» **Page excerpt**:
━━━━━━━━━━━━━━━━━━━━

And that is what these deep, dark secrets can do. It was just something that I was carrying around that I can't make up for. I could not go back in time. I could not give her her beanie back. I felt like I actually harmed this innocent person. That I’d made her life painful in a way that I never would've wanted to.

So why do I tell you this? Because this is a great example for me of something that I carried around with this kind of toxic pain that I could do nothing with.

How to Neutralize Toxic Shame

I carried that shame and guilt with me over a decade and never spoke about it. I had learned from it and had matured as a mother, but secretly it still tugged at me.

I can tell you the moment that vaporized the pain for good. I confided in a coaching friend, and poured my heart out about the binky incident, sharing my deep desire to undo the past. He looked at me incredulously and said, "Are you serious? Your biggest regret is taking away a binky? You need to get over yourself."

Those words hit me like a revelation. It hadn't occurred to me that I might be blowing things out of proportion or using this incident as a weapon against myself. It hadn’t occurred to me that I might be taking myself too seriously. Or that this story might sound comical or meaningless to someone else.

Because honestly, that is how it is. In all my years of coaching, I have never been shocked. I have never been floored by somebody's deep secret. I'm always honored to hear it. There is always a brilliant, compassionate, and maybe not very mature reason for doing something, but when you look at who they were in that time with the tools they had I can’t find fault. I simply tell them, "Oh, honey, you were doing the best you could, and that's okay."

━━━━━━━━━━━━━━━━━━━━

» **Required work**:
1. In the shame excerpt, which possibilities had not occurred to the writer before the coaching friend's reply?
2. Can you condense the paragraph in the shame excerpt that begins "I can tell you the moment" while keeping its main facts?

» **Entries shown**:
━━━━━━━━━━━━━━━━━━━━

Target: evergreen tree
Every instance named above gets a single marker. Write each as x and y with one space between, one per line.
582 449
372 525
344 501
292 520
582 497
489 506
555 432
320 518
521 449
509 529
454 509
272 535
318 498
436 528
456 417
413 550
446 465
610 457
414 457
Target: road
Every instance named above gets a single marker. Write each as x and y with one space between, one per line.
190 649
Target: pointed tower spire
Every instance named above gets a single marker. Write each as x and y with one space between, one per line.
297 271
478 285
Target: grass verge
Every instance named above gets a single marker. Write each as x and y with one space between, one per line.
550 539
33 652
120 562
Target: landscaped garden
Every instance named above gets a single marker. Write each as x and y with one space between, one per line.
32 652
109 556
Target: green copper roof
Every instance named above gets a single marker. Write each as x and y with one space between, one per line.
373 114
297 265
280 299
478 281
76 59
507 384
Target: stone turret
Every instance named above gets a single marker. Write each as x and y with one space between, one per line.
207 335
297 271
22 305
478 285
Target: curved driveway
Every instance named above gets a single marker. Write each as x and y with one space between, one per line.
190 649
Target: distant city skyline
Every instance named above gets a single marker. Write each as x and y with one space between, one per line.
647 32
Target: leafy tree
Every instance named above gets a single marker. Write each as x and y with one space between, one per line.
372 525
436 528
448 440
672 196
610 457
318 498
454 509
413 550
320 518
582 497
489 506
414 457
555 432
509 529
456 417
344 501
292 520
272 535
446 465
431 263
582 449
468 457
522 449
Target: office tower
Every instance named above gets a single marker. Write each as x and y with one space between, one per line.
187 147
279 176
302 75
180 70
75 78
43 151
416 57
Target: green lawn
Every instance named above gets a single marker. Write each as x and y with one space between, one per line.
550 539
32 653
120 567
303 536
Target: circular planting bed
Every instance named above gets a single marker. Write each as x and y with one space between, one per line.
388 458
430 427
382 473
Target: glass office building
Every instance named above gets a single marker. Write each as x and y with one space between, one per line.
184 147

━━━━━━━━━━━━━━━━━━━━

» **Task results**:
1.
- That they might be blowing things out of proportion
- That they might be using this incident as a weapon against themself
- That they might be taking themself too seriously
- That the story might sound comical or meaningless to someone else

2. The pain vanished for good when I told a coaching friend about the binky incident and my deep wish to undo the past. Incredulous, he said, "Are you serious? Your biggest regret is taking away a binky? You need to get over yourself."